Records drawn from a dataset:
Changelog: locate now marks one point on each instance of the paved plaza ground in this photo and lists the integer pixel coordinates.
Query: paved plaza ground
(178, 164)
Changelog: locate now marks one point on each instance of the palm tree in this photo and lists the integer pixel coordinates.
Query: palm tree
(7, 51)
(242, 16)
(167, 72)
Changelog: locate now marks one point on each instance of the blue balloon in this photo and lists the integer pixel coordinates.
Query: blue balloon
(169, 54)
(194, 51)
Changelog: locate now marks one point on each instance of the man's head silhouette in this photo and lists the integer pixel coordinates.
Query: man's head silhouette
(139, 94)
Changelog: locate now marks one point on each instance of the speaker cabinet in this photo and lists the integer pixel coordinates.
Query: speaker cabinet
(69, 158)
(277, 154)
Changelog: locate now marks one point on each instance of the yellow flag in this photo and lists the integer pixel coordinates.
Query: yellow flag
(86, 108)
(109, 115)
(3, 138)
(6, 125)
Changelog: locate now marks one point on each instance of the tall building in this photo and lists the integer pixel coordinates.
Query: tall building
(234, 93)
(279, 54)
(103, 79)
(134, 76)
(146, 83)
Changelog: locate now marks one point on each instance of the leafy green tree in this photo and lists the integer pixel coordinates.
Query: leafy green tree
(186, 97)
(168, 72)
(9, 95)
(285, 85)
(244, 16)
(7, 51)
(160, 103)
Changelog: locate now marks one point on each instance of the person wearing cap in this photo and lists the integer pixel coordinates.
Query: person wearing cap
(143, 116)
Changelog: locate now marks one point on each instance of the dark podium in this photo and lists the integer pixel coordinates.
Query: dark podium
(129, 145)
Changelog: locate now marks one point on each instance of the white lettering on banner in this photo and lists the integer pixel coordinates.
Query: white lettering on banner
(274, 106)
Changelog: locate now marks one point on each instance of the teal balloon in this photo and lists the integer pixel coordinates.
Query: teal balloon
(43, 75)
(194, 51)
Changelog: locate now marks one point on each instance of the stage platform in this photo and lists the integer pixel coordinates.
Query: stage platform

Exercise goal:
In your answer, print every entry exactly as it appears.

Result for this task:
Changelog: locate now marks one point on each instance of the paved plaza ground in this photo and lists the integer pixel coordinates.
Query: paved plaza ground
(178, 164)
Changelog: locate now marks one point on each instance of the palm tree in this photo and lists the integer pixel coordinates.
Query: palm tree
(7, 51)
(242, 16)
(167, 72)
Changelog: locate now marks one point on each instance of the blue balloon in this photo and lists the integer pixel coordinates.
Query: blue balloon
(169, 54)
(194, 51)
Changelog: locate now marks one point on each instance of the man's head silhouette in this photo and lists the integer pixel coordinates.
Query: man's head silhouette
(139, 94)
Changelog: locate now marks one point on each instance of the speaker cabinet in this photo and lists the integer pixel coordinates.
Query: speaker cabinet
(69, 158)
(277, 154)
Changelog: locate now marks one point on each instance of the yellow flag in this photo and lists the integer pixel coordinates.
Query: yellow flag
(86, 108)
(109, 115)
(3, 138)
(6, 125)
Changelog: locate now marks one point on each instance of the tall building in this photo and lists the integer pixel coordinates.
Query: tall building
(234, 93)
(279, 54)
(103, 79)
(134, 76)
(146, 83)
Changelog: locate now marks one point on each instance of the leafy green tree in this photo and lists the integer pixel coordinates.
Query: leafy green tree
(186, 97)
(168, 72)
(9, 95)
(285, 85)
(244, 16)
(7, 51)
(160, 103)
Changelog: locate now marks one point on each instance of the person wearing cap in this photo and lists the integer pixel coordinates.
Query: person wearing cap
(143, 116)
Changelog: locate now marks one point on each instance of the dark podium in this photo and lists the integer pixel coordinates.
Query: dark podium
(129, 145)
Changelog: locate now marks one point on each instance of the white lettering on banner in this photo and lists the integer pixel coordinates.
Query: white lettering on banner
(274, 106)
Changelog: locate now marks one point on each instance of the teal balloon in this photo and lists the integer pixel coordinates.
Query: teal balloon
(43, 75)
(194, 51)
Changelog: locate now marks one point on each instance of the stage platform in this photo and lists the integer pixel coordinates.
Query: stage platform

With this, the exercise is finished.